* _JOB_:
Rewrite the data from its start through the line with "point(130, 197)", changing "white cloud" to "gray cloud" and leaving all else the same. Leave the pictures out of the answer.

* * *

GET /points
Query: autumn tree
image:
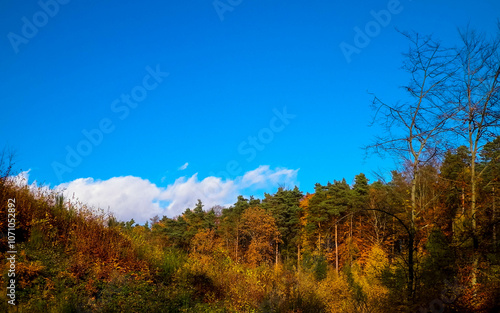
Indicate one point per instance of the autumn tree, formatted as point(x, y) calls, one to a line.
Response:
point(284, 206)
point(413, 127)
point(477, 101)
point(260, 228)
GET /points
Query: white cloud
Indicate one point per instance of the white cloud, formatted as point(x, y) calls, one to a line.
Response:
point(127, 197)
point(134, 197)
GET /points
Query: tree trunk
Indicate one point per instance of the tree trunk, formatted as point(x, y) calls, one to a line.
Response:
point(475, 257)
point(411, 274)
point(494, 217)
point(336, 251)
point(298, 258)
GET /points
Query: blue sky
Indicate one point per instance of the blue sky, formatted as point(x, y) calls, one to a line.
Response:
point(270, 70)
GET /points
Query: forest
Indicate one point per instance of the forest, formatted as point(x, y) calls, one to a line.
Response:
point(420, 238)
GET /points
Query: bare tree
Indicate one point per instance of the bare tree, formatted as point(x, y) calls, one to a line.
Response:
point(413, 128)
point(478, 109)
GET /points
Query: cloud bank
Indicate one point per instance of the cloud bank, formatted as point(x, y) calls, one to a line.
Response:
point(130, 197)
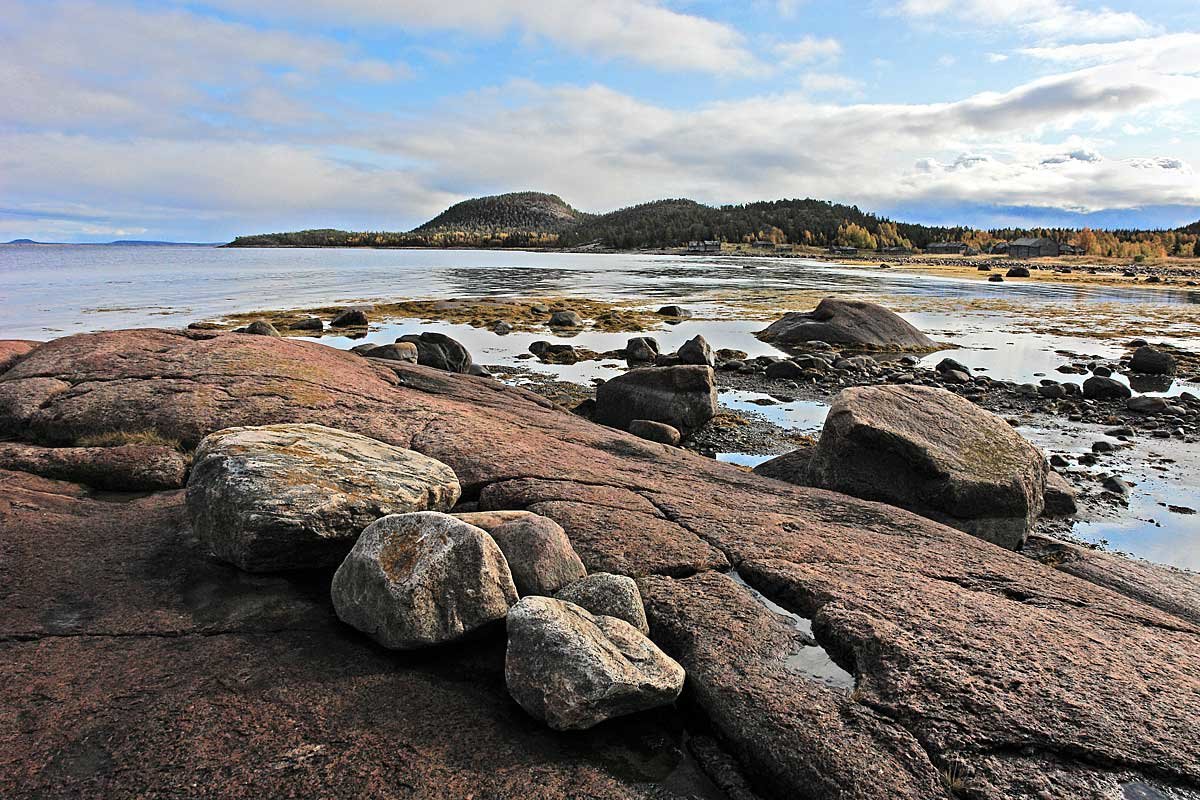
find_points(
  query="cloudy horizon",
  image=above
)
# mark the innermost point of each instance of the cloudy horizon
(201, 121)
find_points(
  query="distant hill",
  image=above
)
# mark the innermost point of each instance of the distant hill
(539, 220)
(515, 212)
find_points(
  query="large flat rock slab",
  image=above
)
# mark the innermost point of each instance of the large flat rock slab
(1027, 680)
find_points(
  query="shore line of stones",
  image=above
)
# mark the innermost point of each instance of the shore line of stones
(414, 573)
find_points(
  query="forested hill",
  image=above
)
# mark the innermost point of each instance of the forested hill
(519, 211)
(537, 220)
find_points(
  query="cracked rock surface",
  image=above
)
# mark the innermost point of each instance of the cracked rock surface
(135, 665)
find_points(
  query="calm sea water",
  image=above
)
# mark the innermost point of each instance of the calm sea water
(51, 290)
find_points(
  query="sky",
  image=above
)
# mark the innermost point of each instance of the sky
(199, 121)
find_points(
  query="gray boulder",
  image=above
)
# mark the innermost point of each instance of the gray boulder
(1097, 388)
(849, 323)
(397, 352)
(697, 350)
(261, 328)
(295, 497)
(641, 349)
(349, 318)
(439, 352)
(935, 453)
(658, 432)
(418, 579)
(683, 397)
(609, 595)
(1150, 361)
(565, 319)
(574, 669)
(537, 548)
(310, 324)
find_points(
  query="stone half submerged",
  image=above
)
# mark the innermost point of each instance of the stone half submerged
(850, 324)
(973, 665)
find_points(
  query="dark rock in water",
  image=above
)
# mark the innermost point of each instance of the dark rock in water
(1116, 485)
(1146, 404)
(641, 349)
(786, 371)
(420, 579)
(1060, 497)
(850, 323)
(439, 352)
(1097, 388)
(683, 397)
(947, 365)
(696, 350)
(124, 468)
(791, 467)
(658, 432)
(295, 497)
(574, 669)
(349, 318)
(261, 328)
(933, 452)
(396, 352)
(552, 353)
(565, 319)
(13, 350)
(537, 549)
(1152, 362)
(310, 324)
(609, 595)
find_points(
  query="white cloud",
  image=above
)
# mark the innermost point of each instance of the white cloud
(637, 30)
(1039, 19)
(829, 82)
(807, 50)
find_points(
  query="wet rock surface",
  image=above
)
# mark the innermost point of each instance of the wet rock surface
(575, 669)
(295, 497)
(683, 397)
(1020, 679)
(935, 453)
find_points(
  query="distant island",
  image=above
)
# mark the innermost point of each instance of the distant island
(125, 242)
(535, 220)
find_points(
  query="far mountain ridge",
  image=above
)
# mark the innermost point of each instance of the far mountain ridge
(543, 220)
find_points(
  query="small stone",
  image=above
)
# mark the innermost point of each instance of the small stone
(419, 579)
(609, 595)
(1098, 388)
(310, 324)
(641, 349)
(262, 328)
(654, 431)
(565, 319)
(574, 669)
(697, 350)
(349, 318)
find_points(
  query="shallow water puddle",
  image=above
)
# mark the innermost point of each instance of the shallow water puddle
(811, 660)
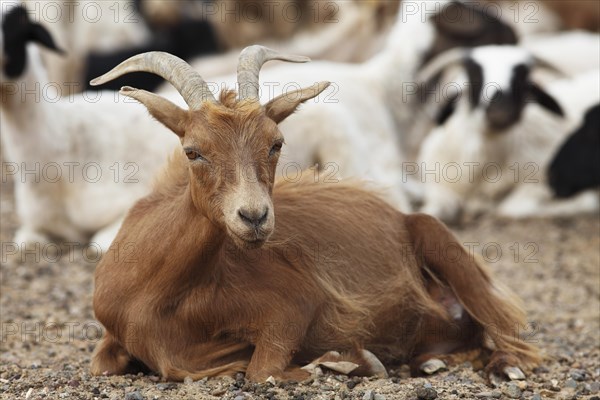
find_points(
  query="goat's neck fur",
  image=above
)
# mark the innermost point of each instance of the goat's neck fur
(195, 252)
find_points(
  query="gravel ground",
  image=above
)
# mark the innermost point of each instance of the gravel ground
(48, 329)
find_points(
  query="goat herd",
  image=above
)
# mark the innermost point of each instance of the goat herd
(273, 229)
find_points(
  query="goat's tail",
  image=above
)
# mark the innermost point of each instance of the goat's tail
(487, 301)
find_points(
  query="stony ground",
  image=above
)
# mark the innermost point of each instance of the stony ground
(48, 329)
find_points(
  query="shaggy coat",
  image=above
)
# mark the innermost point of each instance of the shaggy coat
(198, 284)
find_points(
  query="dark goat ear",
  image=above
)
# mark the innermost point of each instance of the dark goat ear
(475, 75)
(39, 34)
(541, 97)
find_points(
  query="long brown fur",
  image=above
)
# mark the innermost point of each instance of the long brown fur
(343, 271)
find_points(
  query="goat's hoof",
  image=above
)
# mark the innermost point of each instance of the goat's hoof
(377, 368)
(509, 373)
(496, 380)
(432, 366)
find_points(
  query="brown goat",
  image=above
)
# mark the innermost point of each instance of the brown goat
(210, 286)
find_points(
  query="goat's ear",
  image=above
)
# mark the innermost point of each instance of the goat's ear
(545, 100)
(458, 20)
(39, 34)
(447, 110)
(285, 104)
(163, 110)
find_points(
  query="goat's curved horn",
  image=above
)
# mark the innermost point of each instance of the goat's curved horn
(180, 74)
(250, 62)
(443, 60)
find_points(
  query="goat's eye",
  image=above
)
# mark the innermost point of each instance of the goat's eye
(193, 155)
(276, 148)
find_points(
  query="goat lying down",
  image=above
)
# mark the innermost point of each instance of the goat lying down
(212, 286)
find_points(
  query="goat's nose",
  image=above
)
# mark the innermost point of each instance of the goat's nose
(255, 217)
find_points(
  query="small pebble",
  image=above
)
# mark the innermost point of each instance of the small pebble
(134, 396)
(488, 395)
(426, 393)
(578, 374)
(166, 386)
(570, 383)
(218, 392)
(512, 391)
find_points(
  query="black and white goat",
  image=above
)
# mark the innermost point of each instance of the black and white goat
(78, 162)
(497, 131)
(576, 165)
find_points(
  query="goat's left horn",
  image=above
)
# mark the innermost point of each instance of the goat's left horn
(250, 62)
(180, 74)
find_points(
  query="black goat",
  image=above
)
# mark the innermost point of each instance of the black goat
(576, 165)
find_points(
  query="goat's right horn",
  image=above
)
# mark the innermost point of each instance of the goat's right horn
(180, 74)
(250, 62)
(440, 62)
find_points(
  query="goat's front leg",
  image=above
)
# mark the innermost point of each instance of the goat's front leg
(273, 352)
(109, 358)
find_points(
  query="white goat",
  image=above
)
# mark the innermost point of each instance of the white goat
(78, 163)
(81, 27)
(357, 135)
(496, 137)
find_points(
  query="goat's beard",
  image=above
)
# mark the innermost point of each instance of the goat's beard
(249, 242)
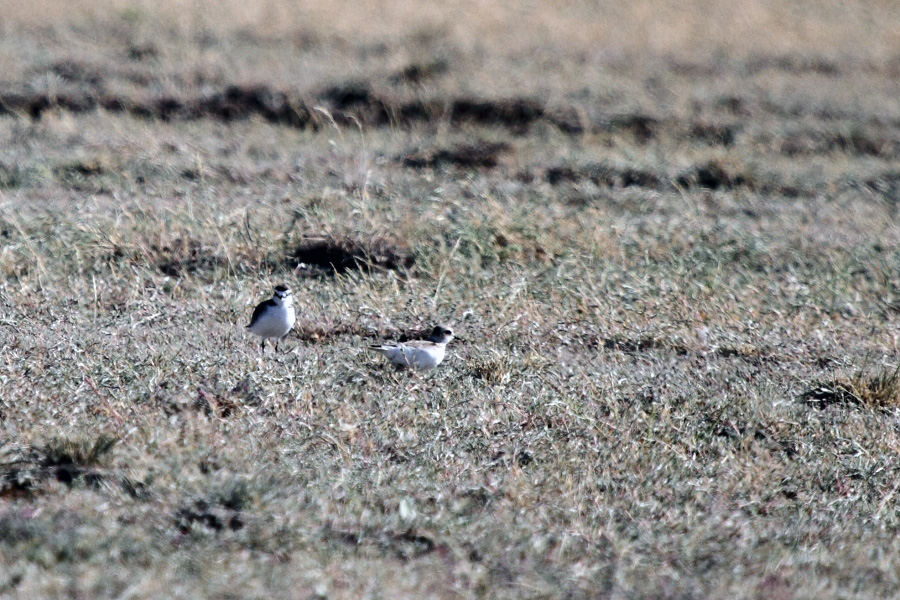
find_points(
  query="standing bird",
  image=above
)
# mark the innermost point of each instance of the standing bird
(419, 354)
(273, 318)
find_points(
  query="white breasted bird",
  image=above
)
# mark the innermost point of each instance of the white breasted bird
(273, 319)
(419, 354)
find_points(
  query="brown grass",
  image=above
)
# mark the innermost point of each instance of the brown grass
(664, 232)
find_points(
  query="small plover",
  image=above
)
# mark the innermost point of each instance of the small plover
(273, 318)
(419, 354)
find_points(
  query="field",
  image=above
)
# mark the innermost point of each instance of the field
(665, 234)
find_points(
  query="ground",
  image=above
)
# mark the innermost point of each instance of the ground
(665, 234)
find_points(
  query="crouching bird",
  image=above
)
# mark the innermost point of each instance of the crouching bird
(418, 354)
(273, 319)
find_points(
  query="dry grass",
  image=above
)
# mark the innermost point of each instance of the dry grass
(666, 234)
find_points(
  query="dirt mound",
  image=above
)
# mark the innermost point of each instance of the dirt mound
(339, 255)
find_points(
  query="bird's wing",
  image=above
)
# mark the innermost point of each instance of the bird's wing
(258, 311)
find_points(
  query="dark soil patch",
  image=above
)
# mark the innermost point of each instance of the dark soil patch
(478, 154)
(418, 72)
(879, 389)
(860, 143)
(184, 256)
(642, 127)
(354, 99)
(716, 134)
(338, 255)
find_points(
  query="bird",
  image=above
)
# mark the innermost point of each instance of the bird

* * *

* _ANSWER TO THIS EXERCISE_:
GET /points
Query: autumn tree
image:
Indicate one point per instance of the autumn tree, formatted as point(x, y) calls, one to a line.
Response:
point(284, 206)
point(413, 127)
point(477, 101)
point(260, 228)
GET /points
Query: gray cloud
Indicate one point per instance of the gray cloud, formatted as point(x, y) calls, one to a line.
Response:
point(127, 197)
point(134, 197)
GET /points
Query: tree trunk
Indicate one point per instance of the tree trunk, formatted as point(x, y) calls, one to a line.
Response:
point(475, 257)
point(411, 274)
point(494, 217)
point(336, 251)
point(298, 258)
GET /points
Query: blue sky
Indicate one point per instance of the blue sky, formatted as point(x, y) calls, one to a line.
Response:
point(270, 70)
GET /points
Query: forest
Indicate one point per instance of the forest, formatted as point(x, y) calls, one to a line.
Response:
point(420, 238)
GET /points
Query: bare tree
Indicate one point per instance of the bare tree, formatted as point(x, y) calls, one to a line.
Response:
point(413, 128)
point(478, 109)
GET /points
Query: cloud bank
Indicate one point per instance of the cloud bank, formatted as point(x, y) calls, one to a line.
Response:
point(130, 197)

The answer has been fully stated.